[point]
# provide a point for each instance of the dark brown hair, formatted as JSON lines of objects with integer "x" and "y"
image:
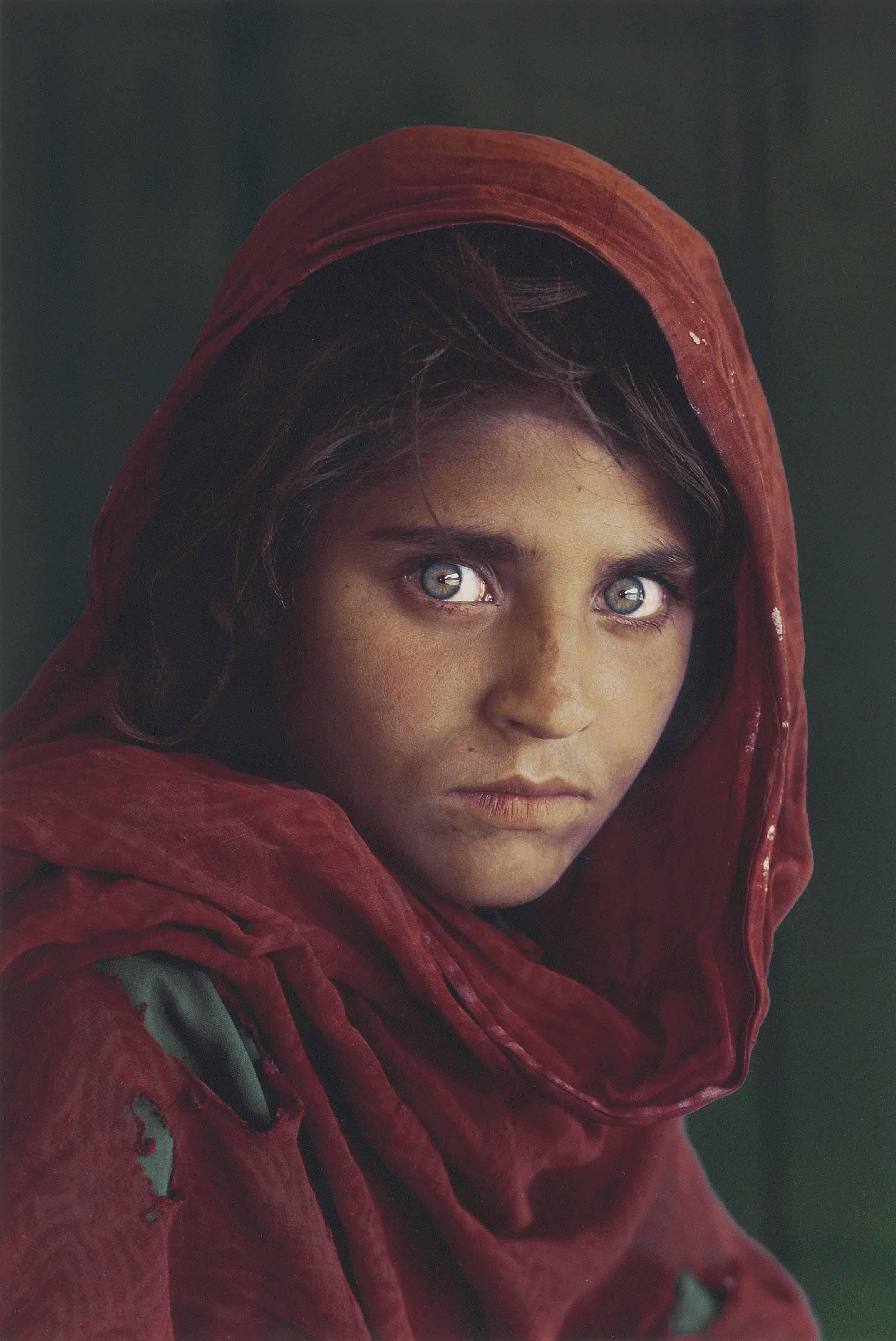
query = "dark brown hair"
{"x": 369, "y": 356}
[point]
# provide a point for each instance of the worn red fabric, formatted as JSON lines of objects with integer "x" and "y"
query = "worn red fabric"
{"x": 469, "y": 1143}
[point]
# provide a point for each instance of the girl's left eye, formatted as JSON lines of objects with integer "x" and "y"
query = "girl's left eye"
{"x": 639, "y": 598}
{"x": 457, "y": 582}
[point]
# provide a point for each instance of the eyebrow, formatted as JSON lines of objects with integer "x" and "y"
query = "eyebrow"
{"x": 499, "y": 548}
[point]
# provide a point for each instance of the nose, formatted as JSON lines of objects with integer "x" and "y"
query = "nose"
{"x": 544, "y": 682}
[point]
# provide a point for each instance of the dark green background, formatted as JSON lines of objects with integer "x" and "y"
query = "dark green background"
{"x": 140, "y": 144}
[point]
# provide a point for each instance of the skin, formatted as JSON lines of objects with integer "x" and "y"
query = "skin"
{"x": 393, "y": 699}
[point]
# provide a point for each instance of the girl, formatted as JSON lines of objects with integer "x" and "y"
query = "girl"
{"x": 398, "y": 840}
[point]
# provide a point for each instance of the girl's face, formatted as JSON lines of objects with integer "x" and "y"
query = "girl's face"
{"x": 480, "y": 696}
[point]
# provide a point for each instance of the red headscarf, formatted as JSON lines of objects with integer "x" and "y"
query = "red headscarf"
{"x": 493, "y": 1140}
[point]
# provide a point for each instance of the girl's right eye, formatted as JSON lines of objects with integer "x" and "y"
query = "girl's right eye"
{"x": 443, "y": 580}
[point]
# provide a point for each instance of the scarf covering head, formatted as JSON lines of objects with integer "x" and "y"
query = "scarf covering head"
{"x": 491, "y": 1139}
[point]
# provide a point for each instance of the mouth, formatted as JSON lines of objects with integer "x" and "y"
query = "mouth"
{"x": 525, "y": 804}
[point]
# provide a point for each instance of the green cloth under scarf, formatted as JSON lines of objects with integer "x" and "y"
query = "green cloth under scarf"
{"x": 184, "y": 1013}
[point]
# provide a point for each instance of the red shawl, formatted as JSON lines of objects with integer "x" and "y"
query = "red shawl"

● ● ● ● ●

WORK REQUIRED —
Skip the pictures, then retype every line above exactly.

COMPLETE OUTPUT —
[point]
# provide a point for each instance of the dark brown hair, formatted as JSON lines of objects with integer "x" and "y"
image:
query = "dark brown hair"
{"x": 369, "y": 356}
[point]
# provide a point for each instance of the worn red fabric, formatted as JSON lines of objects with integer "x" and "y"
query = "worn red fabric"
{"x": 469, "y": 1143}
[point]
# provide a point for each instance of the girl's left eye, formatted as JSON lines of objects with integer "x" and "y"
query = "girl's left eye"
{"x": 639, "y": 598}
{"x": 457, "y": 582}
[point]
# provide a point for each instance of the eyebrow, formatted as JSON lines of objects with integer "x" and "y"
query = "eyebrow"
{"x": 499, "y": 548}
[point]
# provide a point for each instance of the nose, formatted as JSON lines of objects with integer "x" and "y"
query = "nose"
{"x": 544, "y": 682}
[point]
# provide a point for each instance of the dark green background, formatted as JSON lines of objects with integer "x" and "y"
query = "dark green background"
{"x": 140, "y": 144}
[point]
# provide a point for each instance of the skin, formatted as JSON lines of objects with integer "x" and "y"
query = "skin"
{"x": 393, "y": 699}
[point]
# provide a point for each instance of the girl, formatted as JSON lines of objects with integer "x" and "y"
query = "girl"
{"x": 398, "y": 840}
[point]
# provide a point for each instance of the girl's face, formatted as JSON lines of objects with integer "x" and "y"
query = "girl's face"
{"x": 480, "y": 696}
[point]
# provide a point for each instance of the red headscarf, formatted as JSON lines of objects with integer "x" and "y"
query = "red headscarf"
{"x": 493, "y": 1140}
[point]
# provide a point for each instance of the girl's right eye, formatted as JSON lines of objects with integer "x" and "y"
query = "girl's right eye"
{"x": 443, "y": 580}
[point]
# provide a point for each instance of the scarf covering head, formatted as JSON lines of objects with integer "x" and "y"
query = "scarf covering head"
{"x": 491, "y": 1139}
[point]
# provide a point for each instance of the mouth, formatted as JSON lines of objects with integer "x" and "y"
query = "mouth"
{"x": 525, "y": 804}
[point]
# provide a point for each instance of the green cloth under scarf, formatted as JSON lines of objects with integer "x" and "y"
query = "green cloth under scarf"
{"x": 184, "y": 1013}
[point]
# provide a point for each instance of the red shawl, formatted as JSON lines of objects with integer "x" and "y"
query = "red shawl"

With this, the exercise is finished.